A study published in the journal PLOS ONE could one day help healthcare professionals determine whether bacteria of the species Streptococcus pneumoniae, which cause meningitis are resistant to antibiotics.
This type of analysis is no easy task when the conventional method is used. The bacteria must be isolated from a patient sample and analyzed while still alive, which is difficult because the microorganisms are sensitive and usually do not survive the journey to the laboratory.
A highly feasible novel method has been developed in Brazil by researchers at the Santo André branch of Adolfo Lutz Institute (IAL), São Paulo state's central epidemiological surveillance laboratory. Between 2014 and 2020, they analyzed 873 samples of cerebrospinal fluid from patients with suspected streptococcal meningitis at health clinics in six cities in the state – Diadema, Mauá, Santo André, São Bernardo do Campo, São Caetano do Sul and Ribeirão Pires. Cerebrospinal fluid is produced by tissue that lines the ventricles in the brain. It flows in and around the brain and spinal cord to cushion them from injury and provide nutrients.
As part of the laboratory’s routine, the scientists analyzed the samples using real-time PCR, the gold standard for diagnosing infectious diseases, including COVID-19. The technique amplifies a specific gene or gene sequence from the target microorganism, if present in the sample, so that it can be identified more easily. In this case, S. pneumoniae (pneumococcus) was detected in 149 samples.
They then re-analyzed the samples that tested positive for pneumococcus to detect the three genes associated with resistance to antibiotics, again using real-time PCR but this time with SYBR Green, a dye that binds to DNA and emits a fluorescent signal which is captured by the equipment.
To find out which classes of antibiotics the bacteria resisted – penicillin, lincosamides or macrolides – they used the dissociation curve technique. “This technique entails raising the temperature of the samples degree by degree, making the dye separate from the DNA as the twin strands in the double helix forming the genetic material amplified in the PCR machine gradually unwind. We measured the melting temperature [Tm], which is when half the structure is still entwined and the rest has separated out. This temperature varies depending on the amplified gene, so it can be used to identify the gene that’s been amplified and hence the antibiotic to which the bacteria are resistant,” said Ivana Campos, principal investigator for the study.

Assignment
Please resume the article on detecting antibiotic resistance in meningitis-causing pneumococcus, picking up right after its final sentence.

Records provided
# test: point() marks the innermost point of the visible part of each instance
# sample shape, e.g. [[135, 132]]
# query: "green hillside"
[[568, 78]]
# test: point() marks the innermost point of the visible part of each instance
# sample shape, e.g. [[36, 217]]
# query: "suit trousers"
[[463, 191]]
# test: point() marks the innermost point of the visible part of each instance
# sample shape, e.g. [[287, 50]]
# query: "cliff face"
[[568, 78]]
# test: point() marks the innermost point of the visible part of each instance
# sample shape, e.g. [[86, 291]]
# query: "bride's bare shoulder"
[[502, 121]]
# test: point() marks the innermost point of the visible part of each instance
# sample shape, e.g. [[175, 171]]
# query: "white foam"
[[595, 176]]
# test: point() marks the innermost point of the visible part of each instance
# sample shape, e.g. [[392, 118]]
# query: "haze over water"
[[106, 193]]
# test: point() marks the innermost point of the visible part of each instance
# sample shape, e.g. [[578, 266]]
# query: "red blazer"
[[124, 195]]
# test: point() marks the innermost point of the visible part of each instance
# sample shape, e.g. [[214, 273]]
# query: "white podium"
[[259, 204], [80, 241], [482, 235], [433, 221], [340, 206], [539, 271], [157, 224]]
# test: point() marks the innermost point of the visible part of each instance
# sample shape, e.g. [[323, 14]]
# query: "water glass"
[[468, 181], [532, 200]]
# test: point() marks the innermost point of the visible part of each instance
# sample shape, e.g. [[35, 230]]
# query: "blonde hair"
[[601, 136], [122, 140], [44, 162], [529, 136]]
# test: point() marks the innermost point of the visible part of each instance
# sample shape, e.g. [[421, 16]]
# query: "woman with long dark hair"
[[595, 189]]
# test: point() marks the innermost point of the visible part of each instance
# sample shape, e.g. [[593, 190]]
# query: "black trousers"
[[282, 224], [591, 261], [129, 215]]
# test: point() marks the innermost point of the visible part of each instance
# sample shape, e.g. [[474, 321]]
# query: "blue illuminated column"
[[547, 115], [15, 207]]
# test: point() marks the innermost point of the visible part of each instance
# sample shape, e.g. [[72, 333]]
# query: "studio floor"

Answer to the exercise
After conducting all these procedures, the researchers compared the results with those obtained by the conventional method used to analyze resistance to antibiotics, in which live bacteria are observed while in contact with each drug to see if they are able to proliferate. This conventional test was performed on 25 samples, which were the only ones that contained viable pneumococci for the procedure. The results were similar, confirming the novel technique’s potential.
“We found that 51% of the samples analyzed, which IAL received between 2014 and 2020, were sensitive to antibiotics. That’s positive, meaning these patients must have had a good prognosis. On the other hand, 17% were resistant to various drugs, which is very dangerous because in these cases it’s more difficult to treat the disease and other classes of antibiotic have to be tried,” Campos said.
Moreover, S. pneumoniae is capable of changing its genetic makeup as it reproduces, so that new copies have the genes associated with drug resistance. “We, therefore, concluded that the test we developed can be used to study the resistance profile of pneumococcus even in the absence of the isolated strains, as evidenced for our region,” she said.